** start **

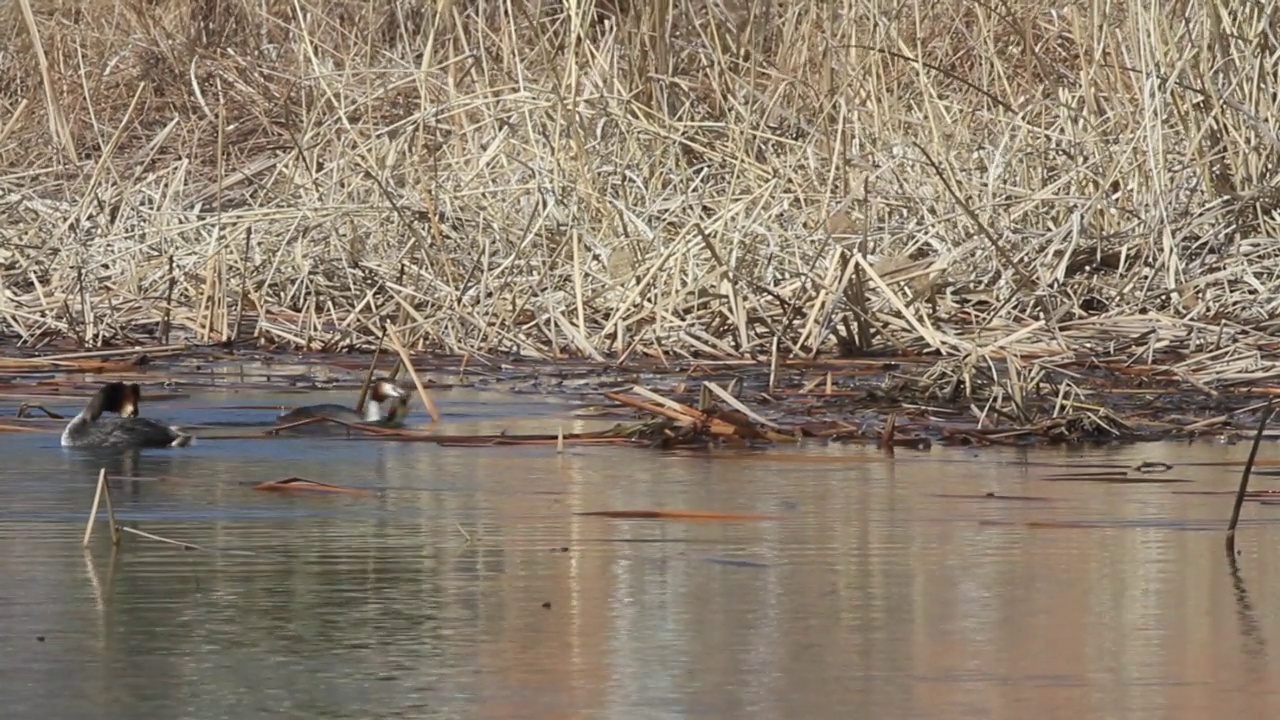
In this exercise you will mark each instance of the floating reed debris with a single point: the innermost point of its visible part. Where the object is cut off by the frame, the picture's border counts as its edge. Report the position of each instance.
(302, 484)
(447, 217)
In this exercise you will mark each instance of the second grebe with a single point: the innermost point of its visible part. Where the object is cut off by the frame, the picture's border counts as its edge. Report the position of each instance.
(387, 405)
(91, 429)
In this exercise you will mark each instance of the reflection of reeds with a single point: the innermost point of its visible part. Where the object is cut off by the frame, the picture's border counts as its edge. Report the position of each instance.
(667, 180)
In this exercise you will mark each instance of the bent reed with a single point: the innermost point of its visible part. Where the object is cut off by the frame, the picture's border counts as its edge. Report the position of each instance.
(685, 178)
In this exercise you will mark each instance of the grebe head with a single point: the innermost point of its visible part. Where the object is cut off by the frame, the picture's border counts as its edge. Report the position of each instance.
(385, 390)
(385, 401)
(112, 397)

** end **
** start **

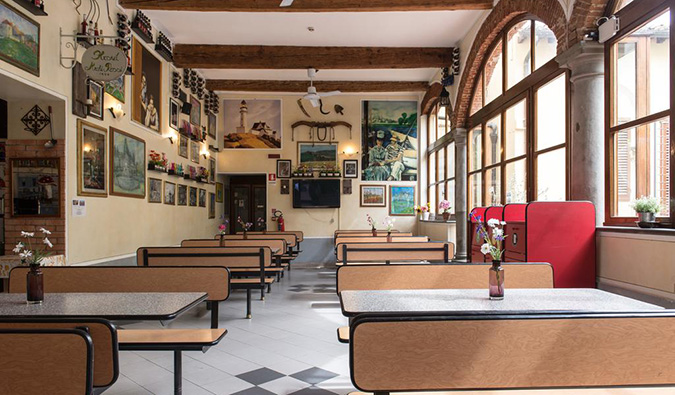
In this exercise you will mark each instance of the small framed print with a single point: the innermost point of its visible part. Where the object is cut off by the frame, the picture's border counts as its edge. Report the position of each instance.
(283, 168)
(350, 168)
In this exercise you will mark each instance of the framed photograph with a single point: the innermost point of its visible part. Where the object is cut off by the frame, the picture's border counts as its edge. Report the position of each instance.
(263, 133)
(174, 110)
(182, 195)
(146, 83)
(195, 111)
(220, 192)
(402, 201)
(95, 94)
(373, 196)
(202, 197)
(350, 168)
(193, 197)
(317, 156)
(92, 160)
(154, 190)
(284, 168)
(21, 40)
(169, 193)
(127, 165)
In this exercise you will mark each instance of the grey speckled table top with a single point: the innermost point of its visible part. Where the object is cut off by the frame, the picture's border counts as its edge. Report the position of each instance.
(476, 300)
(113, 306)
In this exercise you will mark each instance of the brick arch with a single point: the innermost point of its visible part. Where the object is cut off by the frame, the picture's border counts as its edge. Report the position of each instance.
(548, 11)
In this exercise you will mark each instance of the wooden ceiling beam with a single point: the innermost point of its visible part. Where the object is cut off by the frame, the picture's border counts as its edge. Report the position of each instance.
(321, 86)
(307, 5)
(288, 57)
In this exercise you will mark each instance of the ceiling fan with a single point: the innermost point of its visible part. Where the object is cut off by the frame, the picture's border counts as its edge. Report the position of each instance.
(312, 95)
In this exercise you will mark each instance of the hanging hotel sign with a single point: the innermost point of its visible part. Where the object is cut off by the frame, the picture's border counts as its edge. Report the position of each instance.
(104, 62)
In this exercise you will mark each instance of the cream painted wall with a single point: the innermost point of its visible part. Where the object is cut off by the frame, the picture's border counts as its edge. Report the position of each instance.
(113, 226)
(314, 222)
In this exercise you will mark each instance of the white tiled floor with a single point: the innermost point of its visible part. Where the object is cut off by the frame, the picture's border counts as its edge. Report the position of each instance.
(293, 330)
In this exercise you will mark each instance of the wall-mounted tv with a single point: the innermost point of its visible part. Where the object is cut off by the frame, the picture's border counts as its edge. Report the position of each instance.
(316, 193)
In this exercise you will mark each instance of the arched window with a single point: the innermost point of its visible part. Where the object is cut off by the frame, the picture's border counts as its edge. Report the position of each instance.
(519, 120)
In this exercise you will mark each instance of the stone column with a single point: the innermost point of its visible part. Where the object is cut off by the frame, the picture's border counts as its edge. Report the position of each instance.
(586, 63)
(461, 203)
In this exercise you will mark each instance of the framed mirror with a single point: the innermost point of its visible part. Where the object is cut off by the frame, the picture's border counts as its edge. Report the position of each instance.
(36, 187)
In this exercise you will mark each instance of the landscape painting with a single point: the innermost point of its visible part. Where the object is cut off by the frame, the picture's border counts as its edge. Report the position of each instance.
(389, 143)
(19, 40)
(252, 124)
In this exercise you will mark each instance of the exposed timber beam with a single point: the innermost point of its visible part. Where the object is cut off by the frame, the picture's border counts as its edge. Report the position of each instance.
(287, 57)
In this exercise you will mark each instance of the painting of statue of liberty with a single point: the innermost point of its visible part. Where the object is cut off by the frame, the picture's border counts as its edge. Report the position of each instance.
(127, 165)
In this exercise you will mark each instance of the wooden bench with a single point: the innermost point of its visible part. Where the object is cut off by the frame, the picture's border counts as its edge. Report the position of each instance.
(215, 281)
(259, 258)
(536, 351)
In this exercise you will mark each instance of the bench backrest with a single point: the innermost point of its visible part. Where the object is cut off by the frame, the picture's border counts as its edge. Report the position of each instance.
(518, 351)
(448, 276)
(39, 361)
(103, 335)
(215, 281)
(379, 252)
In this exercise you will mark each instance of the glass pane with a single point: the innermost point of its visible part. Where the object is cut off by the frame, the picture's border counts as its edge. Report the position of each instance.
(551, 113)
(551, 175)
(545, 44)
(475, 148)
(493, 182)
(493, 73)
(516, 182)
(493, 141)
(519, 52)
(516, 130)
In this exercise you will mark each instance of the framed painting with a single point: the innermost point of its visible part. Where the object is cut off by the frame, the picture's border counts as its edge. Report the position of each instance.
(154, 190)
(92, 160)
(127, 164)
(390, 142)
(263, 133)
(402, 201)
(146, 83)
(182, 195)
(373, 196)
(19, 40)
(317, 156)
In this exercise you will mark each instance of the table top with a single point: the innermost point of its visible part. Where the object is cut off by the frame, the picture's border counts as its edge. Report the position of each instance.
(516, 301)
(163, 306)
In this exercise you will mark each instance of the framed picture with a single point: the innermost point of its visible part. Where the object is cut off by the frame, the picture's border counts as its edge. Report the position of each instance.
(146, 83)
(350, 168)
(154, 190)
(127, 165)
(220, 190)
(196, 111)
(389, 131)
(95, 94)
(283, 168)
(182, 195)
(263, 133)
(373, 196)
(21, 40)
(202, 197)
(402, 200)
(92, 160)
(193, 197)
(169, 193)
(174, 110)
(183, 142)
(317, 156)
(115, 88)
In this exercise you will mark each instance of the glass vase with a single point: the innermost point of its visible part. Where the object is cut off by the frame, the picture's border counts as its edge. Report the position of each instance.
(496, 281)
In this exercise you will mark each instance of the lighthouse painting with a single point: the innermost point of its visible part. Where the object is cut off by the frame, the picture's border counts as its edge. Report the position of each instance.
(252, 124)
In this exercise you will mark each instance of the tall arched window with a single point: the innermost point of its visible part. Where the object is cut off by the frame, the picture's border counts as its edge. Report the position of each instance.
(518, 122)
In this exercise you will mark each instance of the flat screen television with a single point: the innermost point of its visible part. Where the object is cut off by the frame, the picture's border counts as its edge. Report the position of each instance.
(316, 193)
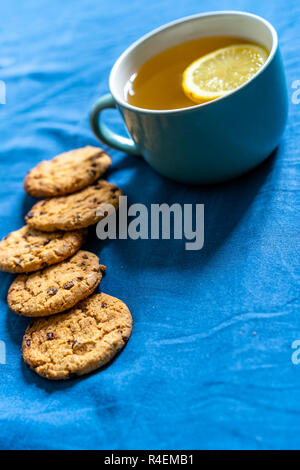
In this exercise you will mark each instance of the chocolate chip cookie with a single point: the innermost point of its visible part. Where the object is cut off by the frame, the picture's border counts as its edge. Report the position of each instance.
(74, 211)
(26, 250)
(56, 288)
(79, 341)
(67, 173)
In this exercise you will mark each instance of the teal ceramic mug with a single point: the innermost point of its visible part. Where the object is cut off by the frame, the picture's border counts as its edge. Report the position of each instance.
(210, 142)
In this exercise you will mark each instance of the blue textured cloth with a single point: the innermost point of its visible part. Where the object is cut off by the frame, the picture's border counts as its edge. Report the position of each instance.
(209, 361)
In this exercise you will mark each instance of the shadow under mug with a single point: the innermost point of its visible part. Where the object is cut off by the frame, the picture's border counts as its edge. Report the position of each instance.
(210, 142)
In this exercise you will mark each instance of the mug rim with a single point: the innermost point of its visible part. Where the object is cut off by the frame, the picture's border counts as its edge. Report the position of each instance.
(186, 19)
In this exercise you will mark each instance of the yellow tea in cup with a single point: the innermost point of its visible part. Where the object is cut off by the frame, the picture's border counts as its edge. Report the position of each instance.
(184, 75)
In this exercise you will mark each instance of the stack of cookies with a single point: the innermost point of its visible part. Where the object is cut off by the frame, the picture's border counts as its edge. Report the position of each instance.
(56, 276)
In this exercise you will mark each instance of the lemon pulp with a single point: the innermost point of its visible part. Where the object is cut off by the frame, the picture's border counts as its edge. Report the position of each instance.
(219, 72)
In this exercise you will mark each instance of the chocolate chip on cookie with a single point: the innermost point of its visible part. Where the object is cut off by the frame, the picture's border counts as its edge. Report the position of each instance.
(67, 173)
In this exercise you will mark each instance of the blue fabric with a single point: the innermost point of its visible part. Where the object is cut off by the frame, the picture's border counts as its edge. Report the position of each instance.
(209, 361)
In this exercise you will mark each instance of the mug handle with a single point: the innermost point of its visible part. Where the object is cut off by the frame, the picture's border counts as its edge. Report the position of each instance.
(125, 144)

** end **
** start **

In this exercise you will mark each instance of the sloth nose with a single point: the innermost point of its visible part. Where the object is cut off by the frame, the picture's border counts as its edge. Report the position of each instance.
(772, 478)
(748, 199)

** end **

#### What the exercise asks
Return every line from the records above that contains the word "lemon".

#### Right answer
In this exercise you will mark each instance of the lemon pulp with a single point: the innermost point of its visible part. Where the object is cut off by the frame, the picture's border counts as its edge. Report the position of each instance.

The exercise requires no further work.